___ Given passage ___

This originally in the Sunday Times (behind a pay-wall) and now in the Mail on Sunday.
A controversial gay dean has threatened to take the Church of England to court after he was blocked from becoming a bishop.
The Very Rev Jeffrey John, Dean of St Albans, has instructed an eminent employment lawyer to complain to Church officials after being rejected for the role of Bishop of Southwark.
Sources say the dean, one of the most contentious figures in the Church, believes he could sue officials under the Equality Act 2010, which bans discrimination on the grounds of sexuality. Such a case could create a damaging new rift within the CoE.
Dr John was at the centre of a storm in 2003 when forced to step down as Bishop of Reading by Archbishop of Canterbury Rowan Williams after it became known that he was in a gay, though celibate, relationship. The furore fuelled a bitter civil war within the Anglican Church that has dominated Dr Williams’s decade in office.

___

### [List of tasks]
1 – Translate this sentence from the news excerpt into Spanish: "A controversial gay dean has threatened to take the Church of England to court after he was blocked from becoming a bishop."
2 – In the news excerpt, which role was the Dean of St Albans rejected for?

___ Record excerpts ___

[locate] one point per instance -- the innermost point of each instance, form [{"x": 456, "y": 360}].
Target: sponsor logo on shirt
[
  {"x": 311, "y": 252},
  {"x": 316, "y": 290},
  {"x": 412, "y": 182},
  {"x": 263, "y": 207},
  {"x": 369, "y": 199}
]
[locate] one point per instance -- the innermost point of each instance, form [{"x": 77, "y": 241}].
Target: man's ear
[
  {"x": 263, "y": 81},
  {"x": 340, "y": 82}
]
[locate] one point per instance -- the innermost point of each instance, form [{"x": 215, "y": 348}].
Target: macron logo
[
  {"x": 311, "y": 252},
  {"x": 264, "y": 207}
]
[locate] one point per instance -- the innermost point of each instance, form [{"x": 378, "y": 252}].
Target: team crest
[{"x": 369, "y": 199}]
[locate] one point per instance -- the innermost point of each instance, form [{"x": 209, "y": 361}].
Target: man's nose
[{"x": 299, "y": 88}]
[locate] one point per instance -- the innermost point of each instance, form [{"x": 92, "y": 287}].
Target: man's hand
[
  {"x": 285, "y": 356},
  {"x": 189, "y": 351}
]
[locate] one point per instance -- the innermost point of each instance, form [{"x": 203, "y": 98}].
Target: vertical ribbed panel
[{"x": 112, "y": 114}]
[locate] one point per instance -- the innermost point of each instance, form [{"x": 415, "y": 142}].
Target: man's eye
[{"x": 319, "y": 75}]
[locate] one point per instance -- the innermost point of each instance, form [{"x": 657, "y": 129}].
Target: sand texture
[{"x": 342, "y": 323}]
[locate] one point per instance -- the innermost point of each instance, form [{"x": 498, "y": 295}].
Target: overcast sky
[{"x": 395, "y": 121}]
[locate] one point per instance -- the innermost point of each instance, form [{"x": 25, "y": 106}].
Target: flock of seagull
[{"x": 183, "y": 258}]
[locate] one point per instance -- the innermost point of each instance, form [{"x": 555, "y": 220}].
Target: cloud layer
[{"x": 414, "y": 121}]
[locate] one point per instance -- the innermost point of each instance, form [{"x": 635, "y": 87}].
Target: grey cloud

___

### [Correct answers]
1 – Un polémico deán gay ha amenazado con llevar a la Iglesia de Inglaterra a los tribunales después de que se le impidiera convertirse en obispo.

2 – He was rejected for the role of Bishop of Southwark.